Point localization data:
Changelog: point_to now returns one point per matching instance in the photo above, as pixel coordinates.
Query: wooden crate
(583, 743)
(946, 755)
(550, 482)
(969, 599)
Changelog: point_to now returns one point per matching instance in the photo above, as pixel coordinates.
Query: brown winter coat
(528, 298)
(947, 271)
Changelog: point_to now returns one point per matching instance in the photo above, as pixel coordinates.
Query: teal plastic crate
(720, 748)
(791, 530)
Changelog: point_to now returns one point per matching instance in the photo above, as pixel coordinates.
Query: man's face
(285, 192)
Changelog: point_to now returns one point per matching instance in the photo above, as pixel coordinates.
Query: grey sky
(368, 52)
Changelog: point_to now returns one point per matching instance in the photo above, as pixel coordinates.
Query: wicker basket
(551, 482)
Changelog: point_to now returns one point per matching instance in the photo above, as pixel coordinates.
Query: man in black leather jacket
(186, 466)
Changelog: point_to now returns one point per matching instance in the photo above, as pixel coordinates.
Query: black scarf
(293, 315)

Work instruction
Word for word, output the records that appear above.

Worked solution
Changelog: point_to now returns one point per matching instance in the photo above, as pixel coordinates.
Query: wooden crate
(583, 743)
(946, 755)
(550, 482)
(969, 599)
Changelog: point_to now returns one point per matching instance in the photo above, as pixel coordinates.
Query: brown winter coat
(528, 298)
(947, 271)
Changelog: point_to now returns one point per matching instance in the photo above, as pixel coordinates.
Query: teal plastic crate
(720, 748)
(791, 530)
Changelog: point_to now returns one point per matching instance in the photo above, as pixel coordinates.
Query: man's face
(285, 192)
Changelog: point_to now returns one point per matching instance in the photo above, as pixel coordinates.
Query: grey sky
(368, 52)
Changelog: point_to now returns one point per matching instance in the photo above, as pixel coordinates.
Query: wicker basket
(551, 482)
Changelog: point_to now returns one point per matching instance in the photo above, as pixel coordinates.
Query: man in black leather jacket
(186, 466)
Changelog: point_to now returns one point per matching instance in the photo above, as pixel coordinates.
Query: black scarf
(293, 315)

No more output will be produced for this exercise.